- [Task to carry out] Transcribe all of the data exactly. Omit the pictures.
— BEGIN —
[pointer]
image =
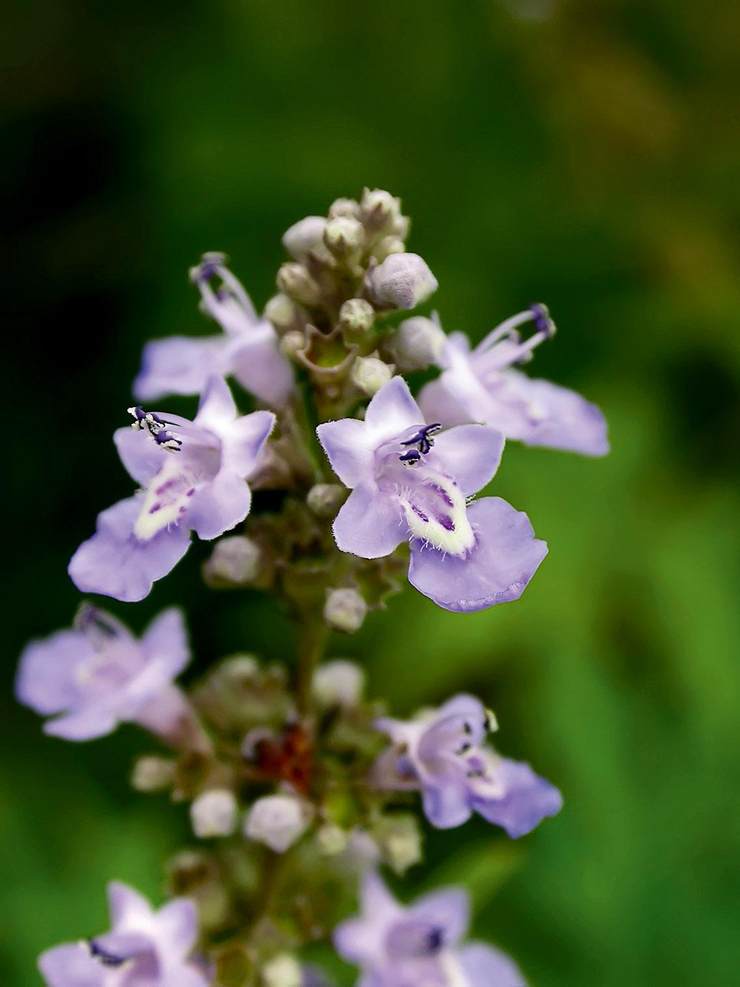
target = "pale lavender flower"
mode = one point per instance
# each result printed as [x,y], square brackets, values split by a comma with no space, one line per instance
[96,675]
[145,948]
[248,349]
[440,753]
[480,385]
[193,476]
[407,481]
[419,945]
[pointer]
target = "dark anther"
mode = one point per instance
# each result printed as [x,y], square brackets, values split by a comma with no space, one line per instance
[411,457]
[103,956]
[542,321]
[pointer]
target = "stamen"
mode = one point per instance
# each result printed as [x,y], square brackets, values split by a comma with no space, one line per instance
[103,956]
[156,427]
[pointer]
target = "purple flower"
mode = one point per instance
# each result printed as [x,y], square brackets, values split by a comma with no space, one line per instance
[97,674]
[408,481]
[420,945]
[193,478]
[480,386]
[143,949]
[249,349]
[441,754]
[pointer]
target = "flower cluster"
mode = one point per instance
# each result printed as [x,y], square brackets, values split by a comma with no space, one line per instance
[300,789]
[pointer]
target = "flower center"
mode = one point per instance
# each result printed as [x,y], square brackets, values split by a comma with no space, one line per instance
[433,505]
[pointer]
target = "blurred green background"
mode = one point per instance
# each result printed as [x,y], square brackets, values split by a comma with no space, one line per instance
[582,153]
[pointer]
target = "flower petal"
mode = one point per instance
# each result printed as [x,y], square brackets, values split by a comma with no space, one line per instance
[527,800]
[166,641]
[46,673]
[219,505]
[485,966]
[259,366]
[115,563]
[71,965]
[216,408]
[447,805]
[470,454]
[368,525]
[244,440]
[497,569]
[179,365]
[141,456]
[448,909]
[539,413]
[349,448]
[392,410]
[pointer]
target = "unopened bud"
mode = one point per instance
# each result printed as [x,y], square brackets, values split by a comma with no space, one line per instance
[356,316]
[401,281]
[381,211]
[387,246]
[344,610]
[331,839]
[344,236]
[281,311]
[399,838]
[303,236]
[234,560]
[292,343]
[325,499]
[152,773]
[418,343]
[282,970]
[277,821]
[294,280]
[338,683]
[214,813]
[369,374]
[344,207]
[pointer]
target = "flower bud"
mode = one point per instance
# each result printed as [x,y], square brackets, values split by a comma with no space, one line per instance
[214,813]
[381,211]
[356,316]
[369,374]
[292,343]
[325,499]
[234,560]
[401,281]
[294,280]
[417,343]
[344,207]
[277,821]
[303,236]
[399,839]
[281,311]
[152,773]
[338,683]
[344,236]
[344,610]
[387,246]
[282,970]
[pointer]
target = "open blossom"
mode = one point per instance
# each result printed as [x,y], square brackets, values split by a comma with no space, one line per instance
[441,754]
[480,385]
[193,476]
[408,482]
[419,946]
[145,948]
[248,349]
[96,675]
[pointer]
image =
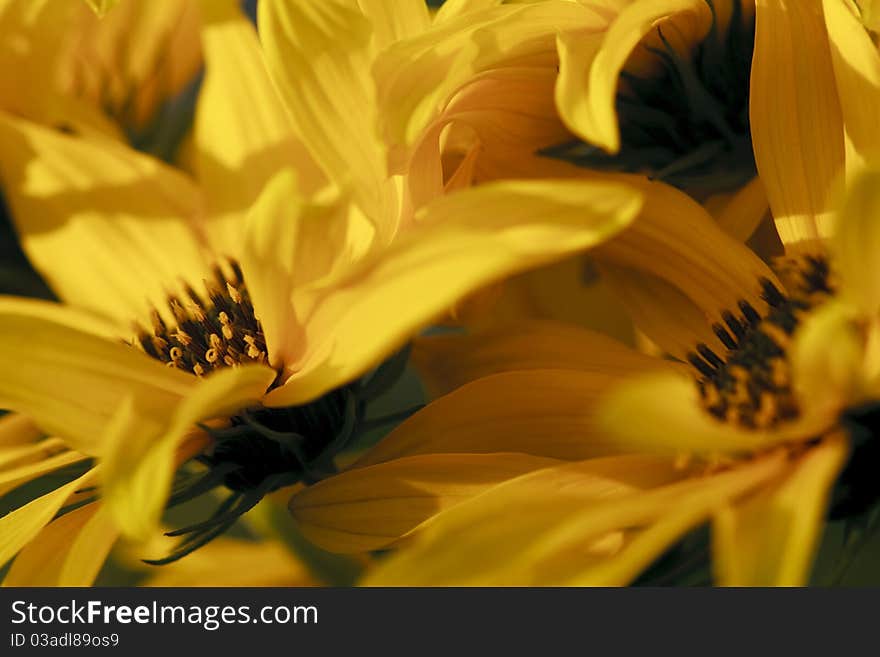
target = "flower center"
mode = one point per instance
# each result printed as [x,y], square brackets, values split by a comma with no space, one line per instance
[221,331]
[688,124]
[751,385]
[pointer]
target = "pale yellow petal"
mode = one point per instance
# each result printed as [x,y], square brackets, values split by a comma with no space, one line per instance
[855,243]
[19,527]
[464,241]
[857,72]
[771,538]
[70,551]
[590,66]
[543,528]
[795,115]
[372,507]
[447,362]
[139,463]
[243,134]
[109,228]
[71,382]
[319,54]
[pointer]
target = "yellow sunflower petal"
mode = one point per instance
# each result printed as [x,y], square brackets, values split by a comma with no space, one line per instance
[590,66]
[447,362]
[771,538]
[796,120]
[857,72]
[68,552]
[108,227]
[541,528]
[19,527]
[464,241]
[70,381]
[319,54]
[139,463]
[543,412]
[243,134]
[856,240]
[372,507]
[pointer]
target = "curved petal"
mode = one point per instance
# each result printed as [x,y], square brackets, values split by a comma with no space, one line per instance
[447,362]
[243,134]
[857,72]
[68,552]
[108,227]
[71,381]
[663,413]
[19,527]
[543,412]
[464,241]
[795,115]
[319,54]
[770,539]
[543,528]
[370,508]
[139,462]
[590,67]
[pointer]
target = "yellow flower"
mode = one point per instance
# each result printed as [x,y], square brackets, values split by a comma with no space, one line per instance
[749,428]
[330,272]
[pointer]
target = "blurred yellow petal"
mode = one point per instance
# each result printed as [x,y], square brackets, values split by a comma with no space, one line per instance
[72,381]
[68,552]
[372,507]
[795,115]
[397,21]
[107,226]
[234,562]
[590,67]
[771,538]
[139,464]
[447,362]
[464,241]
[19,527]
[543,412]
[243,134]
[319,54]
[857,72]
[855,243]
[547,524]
— END —
- [Solution below]
[pointer]
image =
target = "pale lavender flower"
mode = one point per instance
# each result printed as [x,y], square brackets, values split by a comma with no space, one line per instance
[96,675]
[145,948]
[248,349]
[440,753]
[480,385]
[193,476]
[407,481]
[419,945]
[pointer]
target = "dark anther"
mode = one point per instance
# each result printed as [x,y], square brackets, values split by a comma with no space, one line per instance
[411,457]
[103,956]
[542,321]
[pointer]
target = "stamen"
mode = one point per instance
# each result printed as [x,y], square brackets, values split by a comma with no space, one line per instance
[103,956]
[156,427]
[pointer]
target = "purple flower"
mode = one point per instance
# each result printed as [x,y], square brackets, values split by a comma with no space, one line per instance
[97,674]
[408,481]
[420,945]
[193,478]
[480,386]
[143,949]
[249,349]
[441,754]
[pointer]
target = "flower cluster"
mode = one point per instance
# each result printed as [x,y], square brackets, values split by a comma with no space, one line per instance
[300,789]
[pointer]
target = "flower center"
mode = one point per instance
# each result printed as [x,y], square brackets, values split by a comma with no space, one line per instance
[433,505]
[pointer]
target = "blurred green background"
mode = one point per instance
# each result printed as [x,y], square brackets, values split by a comma with no space, one line per instance
[582,153]
[pointer]
target = "flower petal"
mode = one point per instance
# each result printed as [x,y], square brackets, values split by a comma with no space, one line per instance
[527,800]
[166,641]
[46,673]
[219,505]
[485,966]
[259,366]
[115,563]
[71,965]
[216,408]
[447,805]
[470,454]
[368,525]
[244,440]
[497,569]
[179,365]
[141,456]
[448,909]
[539,413]
[349,448]
[392,410]
[pointer]
target = "unopened bud"
mode = one point per instance
# each result printed as [x,y], square brackets, values split by a comma with no space, one line per instance
[356,316]
[401,281]
[381,211]
[387,246]
[344,610]
[331,839]
[344,236]
[281,311]
[399,838]
[303,236]
[234,560]
[292,343]
[325,499]
[152,773]
[418,343]
[282,970]
[277,821]
[294,280]
[338,683]
[214,813]
[369,374]
[344,207]
[pointer]
target = "flower bud"
mode = one point per instance
# each result printed as [x,y], square brackets, values split by a comma with no space, one line per instance
[214,813]
[381,211]
[356,316]
[369,374]
[292,343]
[325,499]
[234,560]
[401,281]
[294,280]
[417,343]
[344,207]
[277,821]
[303,236]
[399,839]
[281,311]
[152,773]
[338,683]
[344,236]
[344,610]
[387,246]
[282,970]
[pointer]
target = "open blossom"
mode = one point per instance
# each result printed as [x,y], square brackets, values split by a comma with no space, one line per instance
[441,754]
[480,385]
[193,476]
[408,482]
[419,946]
[145,948]
[248,349]
[96,675]
[pointer]
image =
target = "flower center"
mode = one point per instance
# each result printed as [x,y], square brackets, values split by a comma with no space, one line per instance
[221,331]
[688,124]
[751,385]
[pointer]
target = "pale yellow petal"
mode = one point per instance
# each result printed as [x,y], square brackets, values split by a comma with no space, one line per instance
[855,243]
[19,527]
[464,241]
[857,72]
[771,538]
[70,551]
[590,66]
[543,528]
[795,115]
[372,507]
[447,362]
[139,463]
[243,134]
[109,228]
[71,382]
[319,54]
[pointer]
target = "yellow sunflower petal"
mode = one point per instance
# each result printed as [x,y], square brackets, values split by a comma with no space, one line per instance
[590,66]
[447,362]
[771,538]
[796,120]
[857,72]
[68,552]
[108,227]
[541,528]
[19,527]
[464,241]
[70,381]
[319,54]
[139,463]
[543,412]
[243,134]
[856,240]
[372,507]
[pointer]
target = "curved petal"
mode = one point per instance
# each result printed as [x,y], square brackets, values split by a comma with no space, one line per instance
[447,362]
[243,134]
[857,72]
[68,552]
[108,227]
[71,381]
[663,413]
[19,527]
[543,412]
[464,241]
[795,115]
[319,54]
[770,539]
[543,528]
[370,508]
[139,462]
[590,67]
[pointer]
target = "yellow flower"
mode = one point per instance
# each result printed as [x,y], square brackets, values split by a comma with no space, one line per instance
[749,428]
[330,272]
[pointer]
target = "blurred yellow petal"
mode = one point per instance
# each result printed as [x,y], square brackets, values split by a comma with no space, one line per instance
[72,381]
[68,552]
[372,507]
[795,115]
[397,21]
[107,226]
[234,562]
[590,67]
[771,538]
[139,464]
[447,362]
[464,241]
[19,527]
[543,412]
[243,134]
[319,54]
[857,72]
[855,243]
[547,524]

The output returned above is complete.